Look through the entries below. Report each line that has the word "json" in it.

[Stored data entries]
......
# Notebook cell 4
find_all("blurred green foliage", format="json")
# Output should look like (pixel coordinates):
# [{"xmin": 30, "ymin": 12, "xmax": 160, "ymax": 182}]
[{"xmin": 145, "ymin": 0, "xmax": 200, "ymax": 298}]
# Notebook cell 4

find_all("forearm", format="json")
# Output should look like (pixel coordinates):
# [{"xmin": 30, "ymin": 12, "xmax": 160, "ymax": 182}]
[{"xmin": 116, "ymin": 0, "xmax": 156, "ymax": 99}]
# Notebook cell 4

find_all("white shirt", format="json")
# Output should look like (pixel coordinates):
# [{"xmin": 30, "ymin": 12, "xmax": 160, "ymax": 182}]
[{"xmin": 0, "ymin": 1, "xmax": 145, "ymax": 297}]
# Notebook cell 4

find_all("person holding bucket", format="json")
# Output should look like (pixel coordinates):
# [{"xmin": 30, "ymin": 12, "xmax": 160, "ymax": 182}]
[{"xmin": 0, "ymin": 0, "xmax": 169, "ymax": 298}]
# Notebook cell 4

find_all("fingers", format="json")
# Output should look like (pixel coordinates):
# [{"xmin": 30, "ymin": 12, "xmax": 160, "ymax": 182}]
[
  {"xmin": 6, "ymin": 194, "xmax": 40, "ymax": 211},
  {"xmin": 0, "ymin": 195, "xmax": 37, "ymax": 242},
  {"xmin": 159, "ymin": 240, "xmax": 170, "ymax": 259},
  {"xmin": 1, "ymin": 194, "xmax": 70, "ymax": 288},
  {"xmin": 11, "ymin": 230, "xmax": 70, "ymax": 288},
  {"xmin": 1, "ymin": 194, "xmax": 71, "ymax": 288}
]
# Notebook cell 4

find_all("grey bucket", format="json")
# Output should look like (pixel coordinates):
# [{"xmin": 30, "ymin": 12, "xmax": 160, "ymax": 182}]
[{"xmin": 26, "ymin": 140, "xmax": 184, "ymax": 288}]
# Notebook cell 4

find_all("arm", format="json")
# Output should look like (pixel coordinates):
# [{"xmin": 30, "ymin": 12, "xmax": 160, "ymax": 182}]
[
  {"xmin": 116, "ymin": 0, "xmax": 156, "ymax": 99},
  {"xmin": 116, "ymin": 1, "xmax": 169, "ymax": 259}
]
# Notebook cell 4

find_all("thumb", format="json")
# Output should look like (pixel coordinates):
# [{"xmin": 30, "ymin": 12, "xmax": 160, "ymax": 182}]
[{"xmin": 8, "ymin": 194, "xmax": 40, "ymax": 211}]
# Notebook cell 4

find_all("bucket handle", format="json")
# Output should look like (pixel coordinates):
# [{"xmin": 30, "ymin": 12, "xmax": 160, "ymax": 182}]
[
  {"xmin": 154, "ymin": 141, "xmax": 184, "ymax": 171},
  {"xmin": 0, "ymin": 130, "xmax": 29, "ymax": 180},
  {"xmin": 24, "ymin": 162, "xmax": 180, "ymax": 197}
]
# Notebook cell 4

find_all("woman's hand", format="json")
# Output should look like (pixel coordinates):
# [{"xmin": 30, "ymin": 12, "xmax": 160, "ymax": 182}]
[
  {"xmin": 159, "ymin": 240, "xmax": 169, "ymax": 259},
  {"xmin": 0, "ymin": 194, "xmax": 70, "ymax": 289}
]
......
▶ _Output for this task_:
find_all("blurred green foliage", format="json")
find_all("forearm", format="json")
find_all("white shirt", format="json")
find_all("person holding bucket", format="json")
find_all("fingers", format="json")
find_all("grey bucket", format="json")
find_all("arm", format="json")
find_all("thumb", format="json")
find_all("bucket handle", format="json")
find_all("woman's hand", format="json")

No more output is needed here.